> [Activity list]
A – Write out the ablation study text from "Key Findings¶" to "opposite to GuidedEval." again, substituting "retired" for "abandoned".
B – Proceed with the ablation study write-up, picking up after its last sentence.

> [Supplied passage]

--*--

Ablation Study / Comparative Experiments¶
False Positive Rate (FPR, %, on 5 types of objective failure responses, lower is better):
| Evaluation System | Inconsistent Content (IC) | General Advice (GA) | Invalid Retelling (IR) | Gibberish (GT) | Misunderstanding (MU) |
|---|---|---|---|---|---|
| NegativeKeyword | 7.69 | 35.76 | 87.63 | 74.15 | 72.74 |
| PositiveKeyword | 84.62 | 61.59 | 33.68 | 44.66 | 65.76 |
| HarmBench | 30.77 | 13.25 | 63.57 | 36.32 | 22.21 |
| GuidedEval | 5.64 | 9.07 | 5.23 | 3.64 | 7.09 |
Inter-evaluator Variance (Lower is more stable): GuidedEval scores 0.0077, which is 76.03%~88.28% lower than other LLM systems (PAIR 0.045 / HarmBench 0.043 / StrongREJECT 0.043).
Scoring Entropy \(H_{norm}\) (Higher indicates better utilization of multi-value scales): GuidedEval scores 0.92, significantly higher than PAIR (0.25) and StrongREJECT (0.66).
Key Findings¶
- Keyword systems should be abandoned: Their consistency with LLM systems is only around 0.50, and NegativeKeyword rankings for black-box methods are nearly opposite to GuidedEval.
- Old LLM judges exhibit bidirectional distortion: They underestimate ASR for PAIR/AutoDAN/GCG due to disclaimers (↓), while overestimating or being confused by off-topic translations in MultiJail or redundant info in DeepInception (↑↓).

--*--

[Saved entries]
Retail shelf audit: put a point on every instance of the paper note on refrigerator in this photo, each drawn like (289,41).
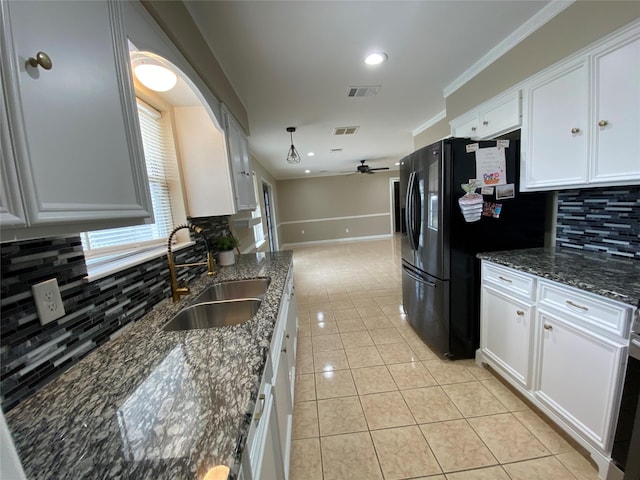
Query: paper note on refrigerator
(490,166)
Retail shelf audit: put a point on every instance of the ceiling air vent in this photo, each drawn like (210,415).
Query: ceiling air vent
(345,130)
(363,90)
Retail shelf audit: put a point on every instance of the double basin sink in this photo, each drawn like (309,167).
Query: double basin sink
(221,305)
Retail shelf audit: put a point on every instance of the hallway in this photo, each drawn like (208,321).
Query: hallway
(372,401)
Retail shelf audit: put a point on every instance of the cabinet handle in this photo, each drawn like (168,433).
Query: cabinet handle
(41,59)
(577,306)
(258,415)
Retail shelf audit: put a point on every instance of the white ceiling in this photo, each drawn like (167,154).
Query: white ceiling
(291,63)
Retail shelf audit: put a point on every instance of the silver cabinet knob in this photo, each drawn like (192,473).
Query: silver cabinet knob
(41,59)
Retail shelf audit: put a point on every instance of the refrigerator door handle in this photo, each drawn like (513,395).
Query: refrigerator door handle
(408,211)
(417,279)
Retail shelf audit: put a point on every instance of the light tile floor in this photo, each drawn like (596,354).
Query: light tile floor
(372,401)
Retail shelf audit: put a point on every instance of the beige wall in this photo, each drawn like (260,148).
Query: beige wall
(436,132)
(175,20)
(581,24)
(244,234)
(314,205)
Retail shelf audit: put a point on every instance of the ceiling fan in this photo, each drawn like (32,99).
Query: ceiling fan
(366,169)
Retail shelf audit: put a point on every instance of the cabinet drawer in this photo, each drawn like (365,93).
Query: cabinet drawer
(509,280)
(586,309)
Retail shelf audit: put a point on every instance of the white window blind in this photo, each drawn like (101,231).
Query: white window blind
(156,142)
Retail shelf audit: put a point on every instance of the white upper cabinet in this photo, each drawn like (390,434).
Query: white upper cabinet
(494,117)
(73,128)
(238,148)
(581,119)
(616,119)
(555,137)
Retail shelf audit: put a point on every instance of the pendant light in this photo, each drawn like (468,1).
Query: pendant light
(292,155)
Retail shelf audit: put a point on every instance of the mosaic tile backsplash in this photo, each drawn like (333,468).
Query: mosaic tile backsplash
(600,219)
(31,355)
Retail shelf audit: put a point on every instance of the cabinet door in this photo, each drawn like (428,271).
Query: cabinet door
(506,333)
(284,407)
(578,376)
(266,460)
(11,211)
(555,130)
(241,164)
(75,128)
(617,114)
(502,117)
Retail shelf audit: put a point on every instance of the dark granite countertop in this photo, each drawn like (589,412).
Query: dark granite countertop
(151,404)
(613,277)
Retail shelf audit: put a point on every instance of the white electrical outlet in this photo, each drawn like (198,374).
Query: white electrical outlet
(48,300)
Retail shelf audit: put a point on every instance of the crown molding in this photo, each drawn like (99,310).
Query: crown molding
(430,123)
(517,36)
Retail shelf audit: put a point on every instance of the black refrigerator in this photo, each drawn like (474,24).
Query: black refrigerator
(440,271)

--*--

> [Task-by-task answers]
A –
Key Findings¶
- Keyword systems should be retired: Their consistency with LLM systems is only around 0.50, and NegativeKeyword rankings for black-box methods are nearly opposite to GuidedEval.

B –
- GuidedEval maintains ranking trends of LLM judges while being more accurate, allowing for the use of cheaper, less-restricted judges without losing precision.
Highlights & Insights¶
- Measurement-driven Tools: The diagnosis (lack of per-case standards) is based on a systematic measurement of 37 papers and ~20,000 jailbreak cases, leading to the GuidedBench solution with solid logical grounding.
- Clever Paradigm Shift: Converting the subjective "does this count as a success" judgment into an objective extraction task ("were guideline points hit") naturally reduces dependency on fine-tuned judges and explains the drop in variance.
- Bursting the ASR Bubble: The drop from 90%+ to 30% serves as a wake-up call to the jailbreak research community—many "strong attacks" actually output incomplete, off-topic, or wrapped-retelling content.
Limitations & Future Work¶
- Omission of Non-core Details: Guidelines only cover "core harmful goals," potentially missing relevant but non-essential information. This trade-off is intentional but creates boundaries for characterizing attack effects.
- High Construction Cost: Writing 200 per-case guidelines and verifying them with 6 experts is difficult to automate for new topics.
- Equal Weighting as a Compromise: Giving all scoring points equal weight simplifies implementation but fails to capture differences in real-world hazard levels.
- Aged Model Versions: Experiments were conducted on models like GPT-3.5/4-turbo; conclusions for newer generations require further validation.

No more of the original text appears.